Source excerpt ::
-=-=-=-=-

Wednesday, November 17, 2010

Hell Yeah, I Want Some Cheesy Poofs!

Last night, we made two items. The first were gougères, which I have been very excited to make for a while now. I have had gougères a few times before, and they’re awesome. I mean, they’re cheese puffs…it’s a no brainer! They’re also incredibly simple to make, of which I have made mental note. All you do is make your choux paste (easy enough since we’ve spent the last few classes learning this dough), add gruyere cheese and some seasonings, and pipe out little blobs onto your sheet pan. Done! Sadly for you, I didn’t get any pictures of these savory delicacies, but since they taste better than they look, it’s no loss. It’s kind of like the opposite of Nuts 4 Nuts…those things smell amazing, but then you eat them, and they suck.  Plus, you totally know the vendor hasn’t washed his hands all day…just sayin’.
But I digress. The second item we made last night was a Gâteau St. Honoré, named for the patron saint of bakers and pastry chefs. Man, they’ve got a saint for everyone, don’t they? As far as this class goes, this cake acts as a precursor to Thursday night, where we make the Croquembouche, a tower of choux balls traditionally served at French weddings. This cake, however, is no slouch and is actually quite complicated to assemble. We had to roll out our pâte brisée, which formed the base. Then, we piped several concentric circles of choux paste. Additionally, we made several choux balls that would ring the cake. After popping those in the oven, we next had to make the cream that would fill the cake, a chiboust. A chiboust is pastry cream with added gelatin and an Italian meringue folded in to lighten. This was our first dabble in Italian meringue, and man was it complicated. It involves cooking sugar to “soft ball” stage, 238 degrees, and then adding it slowly to whipping egg whites. You have to be very careful, since 238 degrees is just a bit hot. Our chiboust thankfully turned out perfectly, thanks to some help from our chefs, and we put our cream in the fridge until we could have time to pipe everything.

-=-=-=-=-

[Saved records]
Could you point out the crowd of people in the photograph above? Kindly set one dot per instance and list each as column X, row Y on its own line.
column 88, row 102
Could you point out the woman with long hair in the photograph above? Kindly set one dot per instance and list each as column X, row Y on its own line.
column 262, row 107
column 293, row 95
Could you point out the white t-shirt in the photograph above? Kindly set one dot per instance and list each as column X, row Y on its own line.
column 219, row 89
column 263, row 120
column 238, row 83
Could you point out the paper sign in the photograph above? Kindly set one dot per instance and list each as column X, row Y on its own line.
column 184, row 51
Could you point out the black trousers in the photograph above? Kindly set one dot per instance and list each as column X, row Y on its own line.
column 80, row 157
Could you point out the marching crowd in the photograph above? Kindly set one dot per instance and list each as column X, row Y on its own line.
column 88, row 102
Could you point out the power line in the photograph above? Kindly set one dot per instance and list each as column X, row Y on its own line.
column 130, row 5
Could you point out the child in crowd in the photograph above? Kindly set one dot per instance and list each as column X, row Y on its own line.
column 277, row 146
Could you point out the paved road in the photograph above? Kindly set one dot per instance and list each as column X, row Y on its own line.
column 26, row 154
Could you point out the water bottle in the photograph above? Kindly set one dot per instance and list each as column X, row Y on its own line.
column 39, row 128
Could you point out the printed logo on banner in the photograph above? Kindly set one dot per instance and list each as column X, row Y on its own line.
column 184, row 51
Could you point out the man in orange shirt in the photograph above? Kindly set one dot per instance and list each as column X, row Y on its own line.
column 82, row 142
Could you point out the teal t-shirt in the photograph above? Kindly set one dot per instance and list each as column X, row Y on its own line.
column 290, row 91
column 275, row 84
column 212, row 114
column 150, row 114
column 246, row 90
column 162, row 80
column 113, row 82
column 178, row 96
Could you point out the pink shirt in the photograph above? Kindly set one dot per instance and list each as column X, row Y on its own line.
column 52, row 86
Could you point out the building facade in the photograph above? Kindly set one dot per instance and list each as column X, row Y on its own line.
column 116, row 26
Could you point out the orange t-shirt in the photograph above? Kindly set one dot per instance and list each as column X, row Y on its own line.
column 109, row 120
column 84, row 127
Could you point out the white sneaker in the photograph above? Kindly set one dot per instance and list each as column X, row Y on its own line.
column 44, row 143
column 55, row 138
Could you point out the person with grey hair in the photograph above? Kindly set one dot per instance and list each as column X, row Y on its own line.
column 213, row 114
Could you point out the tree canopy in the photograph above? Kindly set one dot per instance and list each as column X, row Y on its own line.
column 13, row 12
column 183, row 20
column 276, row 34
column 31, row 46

-=-=-=-=-

Exercise task 1 :: Please edit the rows, everything from the one containing "Could you point out the white t-shirt" down to the one containing "column 238, row 83", changing "white t-shirt" to "white tee", and return only those rows.
Exercise task 2 :: Pick up the pastry class post after its last sentence and carry it on.
The pastry class post and the rows were drawn from separate sources.

Task response 1 ::
Could you point out the white tee in the photograph above? Kindly set one dot per instance and list each as column X, row Y on its own line.
column 219, row 89
column 263, row 120
column 238, row 83

Task response 2 ::
BIG mistake!
When it came time to fill the choux balls and pipe our design in the middle, the cream had liquefied into a gooey mess, and we could barely fill the choux, since the cream was squirting out the sides of the bag. We made due, however, and after making caramel to use as glue to stick the choux to the cake, we spread the cream in the center (instead of piping), and it was fine. It’s not as pretty, but it will still taste wonderful.

Well, that’s it for today. Next class is croquembouche, as I said. That one’s a show-stopper!!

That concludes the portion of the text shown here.